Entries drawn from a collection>
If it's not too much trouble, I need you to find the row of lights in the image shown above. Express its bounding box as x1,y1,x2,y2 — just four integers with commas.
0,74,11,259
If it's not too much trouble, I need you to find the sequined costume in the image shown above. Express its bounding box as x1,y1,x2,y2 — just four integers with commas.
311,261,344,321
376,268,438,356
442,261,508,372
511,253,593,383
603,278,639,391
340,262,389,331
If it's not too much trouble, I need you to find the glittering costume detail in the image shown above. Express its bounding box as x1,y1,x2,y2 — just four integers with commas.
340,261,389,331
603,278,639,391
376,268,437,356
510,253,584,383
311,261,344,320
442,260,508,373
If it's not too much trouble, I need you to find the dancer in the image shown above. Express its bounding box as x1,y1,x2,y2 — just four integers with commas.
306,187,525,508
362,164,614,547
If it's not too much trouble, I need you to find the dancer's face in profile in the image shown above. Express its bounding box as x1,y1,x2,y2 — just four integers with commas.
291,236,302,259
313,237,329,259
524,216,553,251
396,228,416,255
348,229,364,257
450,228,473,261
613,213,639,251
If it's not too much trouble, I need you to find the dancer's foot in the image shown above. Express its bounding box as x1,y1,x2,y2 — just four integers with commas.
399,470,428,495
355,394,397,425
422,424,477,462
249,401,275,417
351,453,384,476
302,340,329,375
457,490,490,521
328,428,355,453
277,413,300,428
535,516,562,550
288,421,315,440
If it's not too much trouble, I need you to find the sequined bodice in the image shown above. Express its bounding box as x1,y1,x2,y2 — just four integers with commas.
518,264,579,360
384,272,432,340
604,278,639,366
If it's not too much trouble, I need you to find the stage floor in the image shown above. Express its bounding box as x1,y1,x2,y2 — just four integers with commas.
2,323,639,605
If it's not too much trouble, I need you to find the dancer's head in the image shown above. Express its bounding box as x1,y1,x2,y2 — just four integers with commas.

Work required> Reproduce every line of the listing above word for word, from the first entry through the last.

The output>
If it's not too much trouble, I need you to find the row of lights in the image shown above. Express its bounding box as x1,y1,x2,y2 — just four integers with commas.
0,74,11,259
If it's not too much trouble, I need you to find the sequined costume in the image shown above. Express its bounding box as x1,y1,x2,y2 — just four integers with commas.
311,261,344,321
376,268,438,356
442,261,508,372
511,253,593,383
603,278,639,391
340,262,389,331
If it's not too much trouble, I need you to find the glittering costume detail in the image shown above. Express its bounding box as x1,y1,x2,y2 — just four integers with commas.
340,261,389,331
603,278,639,391
376,268,437,356
510,253,584,383
311,261,344,320
442,260,508,373
If it's not too much trouble, I need you to find the dancer in the image shown above. Express its bounding box as x1,y1,x2,y2 — just four integers with commas.
306,187,525,508
362,164,614,547
If it's not too much trouble, I need you to find the dancer's face in profile in the image shown above. Express its bounding box as x1,y1,x2,y2 — just four integers with commas.
291,236,302,259
313,237,329,259
524,216,553,251
396,228,416,255
348,229,364,257
450,228,473,261
613,213,639,251
If it's not too much trouble, I need you to find the dancer's foot in the image shown above. Express its bounding box as x1,y1,x2,y2 — just four integers with commas.
399,470,428,495
355,394,397,425
422,424,477,462
249,401,275,417
351,453,384,476
302,340,329,375
457,490,490,521
328,428,355,453
277,413,300,428
535,516,562,550
288,421,315,440
If it's not too much trouble, I need you to find the sequined bodice in the image shown above. Express its bounding box as x1,y1,x2,y2 — just four integers with commas.
518,264,579,360
384,272,432,340
604,278,639,366
If it's not too much trouble, I need you to find the stage floor in the image shown above. Express its bounding box as x1,y1,x2,y2 — just four integers with commas.
2,323,639,605
If it's not too much trouble, I need you to find the dancer's head in the image shown above. Express its bounding box as x1,y1,x2,y2 — just four integers with commas.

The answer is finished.